[Start Page text]

CRE31 IRB approach: risk weight functions (paras. 31.1-31.45) (effective as of 1 January 2023)

This chapter sets out the calculation of risk-weighted assets for (1) corporate, sovereign and bank exposures; (2) retail exposures; and (3) equity exposures.

Version effective as of 01 Jan 2023

Changes due to December 2017 Basel III publication and the revised implementation date announced on 27 March 2020.

Introduction

31.1 This chapter presents the calculation of risk weighted assets under the internal ratings-based (IRB) approach for: (i) corporate, sovereign and bank exposures; and (ii) retail exposures. Risk weighted assets are designed to address unexpected losses from exposures. The method of calculating expected losses, and for determining the difference between that measure and provisions, is described CRE35.

Explanation of the risk-weight functions

31.2 Regarding the risk-weight functions for deriving risk weighted assets set out in this chapter:

(1) Probability of default (PD) and loss-given-default (LGD) are measured as decimals

(2) Exposure at default (EAD) is measured as currency (eg euros), except where explicitly noted otherwise

(3) ln denotes the natural logarithm

(4) N(x) denotes the cumulative distribution function for a standard normal random variable (ie the probability that a normal random variable with mean zero and variance of one is less than or equal to x). The normal cumulative distribution function is, for example, available in Excel as the function NORMSDIST.

[End Page text]
[Start Data extract]

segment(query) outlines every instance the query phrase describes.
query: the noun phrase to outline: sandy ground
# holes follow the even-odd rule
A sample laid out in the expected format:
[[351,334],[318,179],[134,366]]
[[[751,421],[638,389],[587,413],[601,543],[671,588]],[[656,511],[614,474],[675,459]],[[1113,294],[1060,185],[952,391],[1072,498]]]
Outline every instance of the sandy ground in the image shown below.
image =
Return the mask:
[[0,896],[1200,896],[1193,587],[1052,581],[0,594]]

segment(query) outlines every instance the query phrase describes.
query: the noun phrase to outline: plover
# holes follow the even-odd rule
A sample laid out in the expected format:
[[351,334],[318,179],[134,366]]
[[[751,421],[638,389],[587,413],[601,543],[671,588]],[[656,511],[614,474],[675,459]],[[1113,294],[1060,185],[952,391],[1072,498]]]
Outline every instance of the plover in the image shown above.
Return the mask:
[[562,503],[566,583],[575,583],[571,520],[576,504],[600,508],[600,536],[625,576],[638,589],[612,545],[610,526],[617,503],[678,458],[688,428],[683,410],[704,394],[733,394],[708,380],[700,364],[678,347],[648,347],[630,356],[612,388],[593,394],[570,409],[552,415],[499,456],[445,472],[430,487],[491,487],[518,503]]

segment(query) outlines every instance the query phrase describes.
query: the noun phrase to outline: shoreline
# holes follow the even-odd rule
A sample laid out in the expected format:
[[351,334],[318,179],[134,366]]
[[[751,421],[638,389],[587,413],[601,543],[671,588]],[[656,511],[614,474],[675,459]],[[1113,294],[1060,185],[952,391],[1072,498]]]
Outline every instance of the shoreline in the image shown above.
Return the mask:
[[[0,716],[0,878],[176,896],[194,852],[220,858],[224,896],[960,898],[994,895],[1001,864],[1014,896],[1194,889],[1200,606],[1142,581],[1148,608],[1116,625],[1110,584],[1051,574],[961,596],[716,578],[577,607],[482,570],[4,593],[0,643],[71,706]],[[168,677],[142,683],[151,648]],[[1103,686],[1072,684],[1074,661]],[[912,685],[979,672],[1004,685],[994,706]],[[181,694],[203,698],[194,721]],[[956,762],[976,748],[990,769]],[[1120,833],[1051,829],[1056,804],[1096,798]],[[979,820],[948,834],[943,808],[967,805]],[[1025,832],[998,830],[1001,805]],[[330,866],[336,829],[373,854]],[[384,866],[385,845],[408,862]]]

[End Data extract]

**Written instruction A**
In the IRB chapter, how are probability of default and loss-given-default measured?
**Written instruction B**
In one to three sentences, explain what the IRB chapter gives as the cause of the changes in this version.
**Written instruction C**
Reproduce the part of the IRB chapter that opens with the words containing "This chapter sets" and closes with "is described CRE35.".

**Full answer A**
They are measured as decimals.

**Full answer B**
The changes come from the December 2017 Basel III publication and the revised implementation date announced on 27 March 2020.

**Full answer C**
This chapter sets out the calculation of risk-weighted assets for (1) corporate, sovereign and bank exposures; (2) retail exposures; and (3) equity exposures.

Version effective as of 01 Jan 2023

Changes due to December 2017 Basel III publication and the revised implementation date announced on 27 March 2020.

Introduction

31.1 This chapter presents the calculation of risk weighted assets under the internal ratings-based (IRB) approach for: (i) corporate, sovereign and bank exposures; and (ii) retail exposures. Risk weighted assets are designed to address unexpected losses from exposures. The method of calculating expected losses, and for determining the difference between that measure and provisions, is described CRE35.